Page excerpt:

BEGIN

Trump, along with his wife Melania Trump and daughter Ivanka Trump, had visited Ahmedabad and New Delhi in February 2020 – just a few weeks before the COVID-19 pandemic swept the world and about a year before the end of his first term. If he attends the 5th Quad summit to be hosted by Modi in 2025, the 78-year-old Republican would be the second US president after Barack Obama to visit India twice. Obama had visited New Delhi in 2010 and 2015, the second time as the chief guest at the Republic Day ceremony.
Quad had been conceived in 2004 but fizzled out soon after its formal launch in 2007. The bloc was revived in 2017 by India, Japan, Australia, and the US to build a bulwark of democratic nations to counter the hegemonic aspirations of China in the Indo-Pacific region.
The Quad was revived during Trump’s first term in the White House. His successor Biden elevated it to the level of leadership with a virtual summit in March 2021, followed by the first in-person summit in Washington DC a few months later.
While uncertainty looms large over the US policy on China during the Trump 2.0 era, New Delhi, Canberra, and Tokyo would look forward to his participation at the 5th Quad summit in India to assess his administration’s commitment to the free and open Indo-Pacific.
Biden visited New Delhi to attend the G20 summit hosted by Modi in September 2023. He was expected to visit again in January 2024 to attend the Republic Day ceremony as the chief guest. But he turned down the invitation for the same amid strains in ties between New Delhi and Washington DC over the US allegation about the involvement of an official of the Government of India in a plot to kill a Khalistani Sikh extremist in New York.

END

Dataset excerpts:
BEGIN

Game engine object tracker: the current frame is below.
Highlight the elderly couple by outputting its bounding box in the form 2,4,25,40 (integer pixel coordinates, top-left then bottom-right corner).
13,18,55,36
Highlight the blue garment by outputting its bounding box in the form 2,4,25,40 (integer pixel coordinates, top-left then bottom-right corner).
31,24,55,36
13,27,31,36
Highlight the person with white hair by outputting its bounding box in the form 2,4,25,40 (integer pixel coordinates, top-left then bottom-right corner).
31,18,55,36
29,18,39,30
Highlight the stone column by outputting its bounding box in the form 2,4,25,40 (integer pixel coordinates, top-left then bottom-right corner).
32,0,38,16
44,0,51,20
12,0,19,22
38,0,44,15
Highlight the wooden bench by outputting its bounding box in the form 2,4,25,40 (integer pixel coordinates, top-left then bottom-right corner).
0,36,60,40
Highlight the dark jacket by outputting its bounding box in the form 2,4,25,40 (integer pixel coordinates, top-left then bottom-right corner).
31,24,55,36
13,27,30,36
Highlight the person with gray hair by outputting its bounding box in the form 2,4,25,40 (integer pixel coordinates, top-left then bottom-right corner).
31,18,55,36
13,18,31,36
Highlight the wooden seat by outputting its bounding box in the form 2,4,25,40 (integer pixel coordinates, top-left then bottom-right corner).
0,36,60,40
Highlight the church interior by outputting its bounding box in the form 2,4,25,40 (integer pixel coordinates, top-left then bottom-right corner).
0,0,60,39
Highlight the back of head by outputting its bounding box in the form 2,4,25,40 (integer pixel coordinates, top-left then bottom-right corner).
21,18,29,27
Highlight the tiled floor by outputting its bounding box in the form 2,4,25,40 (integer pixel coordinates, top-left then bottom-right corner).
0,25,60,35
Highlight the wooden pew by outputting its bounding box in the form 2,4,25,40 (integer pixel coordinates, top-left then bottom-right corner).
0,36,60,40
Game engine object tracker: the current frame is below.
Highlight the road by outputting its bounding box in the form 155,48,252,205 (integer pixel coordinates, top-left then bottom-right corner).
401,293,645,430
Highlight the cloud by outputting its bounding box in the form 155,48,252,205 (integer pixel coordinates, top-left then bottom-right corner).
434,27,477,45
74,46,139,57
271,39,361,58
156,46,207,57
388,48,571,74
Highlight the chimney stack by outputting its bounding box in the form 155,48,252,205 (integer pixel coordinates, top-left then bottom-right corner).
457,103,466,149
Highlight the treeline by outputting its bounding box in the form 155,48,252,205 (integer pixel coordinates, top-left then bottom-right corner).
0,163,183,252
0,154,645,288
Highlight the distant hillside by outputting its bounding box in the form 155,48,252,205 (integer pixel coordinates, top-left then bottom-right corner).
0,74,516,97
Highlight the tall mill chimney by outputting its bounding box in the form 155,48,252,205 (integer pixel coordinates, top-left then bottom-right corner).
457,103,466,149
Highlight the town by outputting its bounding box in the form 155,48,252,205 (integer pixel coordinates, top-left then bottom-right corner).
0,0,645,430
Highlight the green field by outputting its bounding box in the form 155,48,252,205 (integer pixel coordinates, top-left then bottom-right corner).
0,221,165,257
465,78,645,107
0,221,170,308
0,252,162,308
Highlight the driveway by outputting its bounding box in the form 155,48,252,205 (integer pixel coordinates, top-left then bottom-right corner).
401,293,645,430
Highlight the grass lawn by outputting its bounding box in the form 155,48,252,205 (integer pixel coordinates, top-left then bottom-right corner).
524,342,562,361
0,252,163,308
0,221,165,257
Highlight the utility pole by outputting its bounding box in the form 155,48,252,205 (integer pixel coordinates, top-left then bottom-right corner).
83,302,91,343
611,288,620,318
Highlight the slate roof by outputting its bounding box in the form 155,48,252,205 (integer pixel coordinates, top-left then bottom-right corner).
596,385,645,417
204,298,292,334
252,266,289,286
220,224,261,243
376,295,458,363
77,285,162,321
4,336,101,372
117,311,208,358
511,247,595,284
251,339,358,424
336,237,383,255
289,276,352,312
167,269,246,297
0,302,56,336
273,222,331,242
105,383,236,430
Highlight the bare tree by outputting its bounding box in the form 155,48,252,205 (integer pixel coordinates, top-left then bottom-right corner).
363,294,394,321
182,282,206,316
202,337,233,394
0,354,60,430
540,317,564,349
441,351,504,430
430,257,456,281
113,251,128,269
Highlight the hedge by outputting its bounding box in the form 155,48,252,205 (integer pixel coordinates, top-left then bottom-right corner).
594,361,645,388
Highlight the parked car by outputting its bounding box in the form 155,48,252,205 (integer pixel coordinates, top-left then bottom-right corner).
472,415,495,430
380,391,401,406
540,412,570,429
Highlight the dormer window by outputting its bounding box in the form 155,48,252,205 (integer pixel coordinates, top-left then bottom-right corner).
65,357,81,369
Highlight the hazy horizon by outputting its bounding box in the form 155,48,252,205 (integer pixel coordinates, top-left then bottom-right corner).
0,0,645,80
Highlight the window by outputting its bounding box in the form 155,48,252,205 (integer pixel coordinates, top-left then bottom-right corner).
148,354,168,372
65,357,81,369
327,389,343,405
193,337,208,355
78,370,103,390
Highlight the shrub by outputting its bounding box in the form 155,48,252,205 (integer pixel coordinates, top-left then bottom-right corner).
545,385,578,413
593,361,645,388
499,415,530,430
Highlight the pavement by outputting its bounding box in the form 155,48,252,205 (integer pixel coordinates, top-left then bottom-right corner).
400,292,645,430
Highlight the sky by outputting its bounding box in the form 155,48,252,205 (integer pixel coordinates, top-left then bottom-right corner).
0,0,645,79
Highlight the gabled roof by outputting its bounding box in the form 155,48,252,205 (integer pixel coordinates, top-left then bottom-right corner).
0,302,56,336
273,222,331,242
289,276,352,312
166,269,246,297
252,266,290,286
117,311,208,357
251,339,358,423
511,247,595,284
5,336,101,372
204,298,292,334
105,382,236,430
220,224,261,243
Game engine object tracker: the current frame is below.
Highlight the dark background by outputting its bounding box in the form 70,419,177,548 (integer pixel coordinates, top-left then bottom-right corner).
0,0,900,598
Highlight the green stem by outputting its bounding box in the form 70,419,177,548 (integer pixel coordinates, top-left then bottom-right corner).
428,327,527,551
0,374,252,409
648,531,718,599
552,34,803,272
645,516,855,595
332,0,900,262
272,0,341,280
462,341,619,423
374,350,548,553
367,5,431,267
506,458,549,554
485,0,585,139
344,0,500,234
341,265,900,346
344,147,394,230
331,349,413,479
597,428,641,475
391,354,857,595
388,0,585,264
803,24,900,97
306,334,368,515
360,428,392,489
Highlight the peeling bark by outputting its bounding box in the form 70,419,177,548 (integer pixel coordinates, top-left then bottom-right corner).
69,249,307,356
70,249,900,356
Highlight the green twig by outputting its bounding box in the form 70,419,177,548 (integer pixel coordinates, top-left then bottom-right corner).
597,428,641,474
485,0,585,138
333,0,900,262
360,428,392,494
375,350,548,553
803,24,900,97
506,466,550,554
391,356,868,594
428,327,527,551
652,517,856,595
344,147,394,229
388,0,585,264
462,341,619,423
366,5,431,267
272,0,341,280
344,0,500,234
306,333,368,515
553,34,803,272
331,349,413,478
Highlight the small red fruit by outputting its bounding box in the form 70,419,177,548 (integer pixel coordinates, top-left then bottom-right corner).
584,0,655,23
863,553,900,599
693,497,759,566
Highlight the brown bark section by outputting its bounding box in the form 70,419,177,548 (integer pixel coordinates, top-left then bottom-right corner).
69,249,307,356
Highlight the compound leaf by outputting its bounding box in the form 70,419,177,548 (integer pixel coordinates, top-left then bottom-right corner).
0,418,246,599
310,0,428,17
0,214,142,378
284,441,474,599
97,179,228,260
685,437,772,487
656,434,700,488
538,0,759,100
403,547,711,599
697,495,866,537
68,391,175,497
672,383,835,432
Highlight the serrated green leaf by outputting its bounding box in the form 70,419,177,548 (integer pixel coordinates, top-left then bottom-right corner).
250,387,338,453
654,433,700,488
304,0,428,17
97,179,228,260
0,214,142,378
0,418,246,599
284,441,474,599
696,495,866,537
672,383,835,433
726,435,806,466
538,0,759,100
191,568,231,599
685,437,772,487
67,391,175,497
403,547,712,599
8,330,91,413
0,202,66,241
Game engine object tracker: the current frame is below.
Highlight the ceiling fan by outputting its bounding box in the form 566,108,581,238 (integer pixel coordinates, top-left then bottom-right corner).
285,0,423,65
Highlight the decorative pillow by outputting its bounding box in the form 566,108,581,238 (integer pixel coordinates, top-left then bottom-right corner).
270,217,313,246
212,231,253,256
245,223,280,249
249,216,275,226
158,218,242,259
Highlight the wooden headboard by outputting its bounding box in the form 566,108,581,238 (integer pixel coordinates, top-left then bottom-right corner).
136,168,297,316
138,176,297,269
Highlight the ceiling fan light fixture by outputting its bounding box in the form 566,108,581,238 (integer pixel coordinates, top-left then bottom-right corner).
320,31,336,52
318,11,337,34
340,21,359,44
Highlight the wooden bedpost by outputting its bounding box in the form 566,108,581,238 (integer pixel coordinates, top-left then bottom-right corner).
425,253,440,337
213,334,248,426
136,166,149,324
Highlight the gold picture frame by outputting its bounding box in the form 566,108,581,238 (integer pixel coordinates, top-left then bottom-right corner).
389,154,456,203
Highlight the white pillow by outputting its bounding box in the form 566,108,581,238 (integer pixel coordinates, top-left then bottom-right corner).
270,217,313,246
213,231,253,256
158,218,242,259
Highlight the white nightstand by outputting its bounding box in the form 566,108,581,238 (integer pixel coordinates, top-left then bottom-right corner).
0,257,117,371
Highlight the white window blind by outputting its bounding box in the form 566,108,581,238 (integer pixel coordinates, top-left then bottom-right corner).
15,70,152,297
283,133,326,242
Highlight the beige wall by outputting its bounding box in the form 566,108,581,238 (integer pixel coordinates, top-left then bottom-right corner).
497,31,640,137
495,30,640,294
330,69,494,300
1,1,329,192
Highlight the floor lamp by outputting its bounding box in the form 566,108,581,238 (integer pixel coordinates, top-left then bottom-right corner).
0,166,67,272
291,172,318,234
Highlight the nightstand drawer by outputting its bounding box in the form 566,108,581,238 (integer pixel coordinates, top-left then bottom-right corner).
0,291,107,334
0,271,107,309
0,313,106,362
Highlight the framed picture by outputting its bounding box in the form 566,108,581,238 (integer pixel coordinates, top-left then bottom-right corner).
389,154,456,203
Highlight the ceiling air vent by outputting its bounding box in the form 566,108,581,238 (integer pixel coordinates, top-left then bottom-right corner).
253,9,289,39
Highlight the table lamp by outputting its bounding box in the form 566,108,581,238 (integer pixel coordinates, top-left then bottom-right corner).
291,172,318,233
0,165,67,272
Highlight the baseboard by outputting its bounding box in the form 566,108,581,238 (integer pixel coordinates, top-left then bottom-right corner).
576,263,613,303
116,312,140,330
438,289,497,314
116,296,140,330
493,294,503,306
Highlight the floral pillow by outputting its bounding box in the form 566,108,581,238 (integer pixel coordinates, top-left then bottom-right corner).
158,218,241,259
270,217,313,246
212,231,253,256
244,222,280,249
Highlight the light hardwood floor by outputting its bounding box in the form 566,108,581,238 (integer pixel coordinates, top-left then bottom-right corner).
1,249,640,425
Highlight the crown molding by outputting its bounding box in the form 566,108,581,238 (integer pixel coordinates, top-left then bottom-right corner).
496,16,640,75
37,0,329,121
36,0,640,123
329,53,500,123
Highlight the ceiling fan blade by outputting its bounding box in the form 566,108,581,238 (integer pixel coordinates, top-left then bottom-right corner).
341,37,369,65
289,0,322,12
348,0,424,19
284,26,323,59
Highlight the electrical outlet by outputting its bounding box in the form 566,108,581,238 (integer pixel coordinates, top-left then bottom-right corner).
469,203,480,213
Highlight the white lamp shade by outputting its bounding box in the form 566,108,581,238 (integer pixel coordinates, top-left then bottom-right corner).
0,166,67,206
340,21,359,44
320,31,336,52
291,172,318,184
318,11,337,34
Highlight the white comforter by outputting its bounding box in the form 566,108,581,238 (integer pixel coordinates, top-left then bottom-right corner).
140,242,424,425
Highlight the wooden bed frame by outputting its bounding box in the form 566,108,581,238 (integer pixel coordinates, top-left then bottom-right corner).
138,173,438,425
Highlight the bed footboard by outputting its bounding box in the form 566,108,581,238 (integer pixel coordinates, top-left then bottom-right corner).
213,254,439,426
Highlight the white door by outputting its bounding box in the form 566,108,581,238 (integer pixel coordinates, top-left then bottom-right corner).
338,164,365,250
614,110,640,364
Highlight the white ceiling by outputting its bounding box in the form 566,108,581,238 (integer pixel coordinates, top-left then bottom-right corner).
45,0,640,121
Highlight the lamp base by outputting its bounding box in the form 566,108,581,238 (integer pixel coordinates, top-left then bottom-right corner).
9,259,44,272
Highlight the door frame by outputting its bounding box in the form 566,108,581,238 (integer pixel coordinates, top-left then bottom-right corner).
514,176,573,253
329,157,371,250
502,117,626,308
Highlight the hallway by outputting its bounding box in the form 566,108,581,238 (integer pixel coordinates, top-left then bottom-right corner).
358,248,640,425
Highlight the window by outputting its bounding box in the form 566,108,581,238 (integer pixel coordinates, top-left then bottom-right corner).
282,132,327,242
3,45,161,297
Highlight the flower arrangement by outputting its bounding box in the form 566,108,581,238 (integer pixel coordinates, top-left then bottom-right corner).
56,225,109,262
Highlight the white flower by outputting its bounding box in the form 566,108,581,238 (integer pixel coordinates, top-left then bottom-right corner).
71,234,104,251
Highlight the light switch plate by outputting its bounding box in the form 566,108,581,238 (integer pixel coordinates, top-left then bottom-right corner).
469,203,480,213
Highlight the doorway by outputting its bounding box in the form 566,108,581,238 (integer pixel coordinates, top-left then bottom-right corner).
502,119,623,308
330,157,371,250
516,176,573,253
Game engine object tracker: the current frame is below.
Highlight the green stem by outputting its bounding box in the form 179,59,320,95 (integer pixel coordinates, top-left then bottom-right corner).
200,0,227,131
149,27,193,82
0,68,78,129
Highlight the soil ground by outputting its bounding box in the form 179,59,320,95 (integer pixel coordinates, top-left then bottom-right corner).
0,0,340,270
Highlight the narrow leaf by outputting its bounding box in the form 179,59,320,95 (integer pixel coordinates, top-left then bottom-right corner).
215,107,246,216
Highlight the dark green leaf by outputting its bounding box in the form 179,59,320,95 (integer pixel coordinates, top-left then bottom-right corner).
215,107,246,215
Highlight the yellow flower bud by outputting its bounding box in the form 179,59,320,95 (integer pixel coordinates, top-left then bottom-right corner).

END

Task statement:
Rewrite the passage on Trump and the Quad from "Quad had been" through "few months later.", swapping "revived" for "revitalized".

Exercise result:
Quad had been conceived in 2004 but fizzled out soon after its formal launch in 2007. The bloc was revitalized in 2017 by India, Japan, Australia, and the US to build a bulwark of democratic nations to counter the hegemonic aspirations of China in the Indo-Pacific region.
The Quad was revitalized during Trump’s first term in the White House. His successor Biden elevated it to the level of leadership with a virtual summit in March 2021, followed by the first in-person summit in Washington DC a few months later.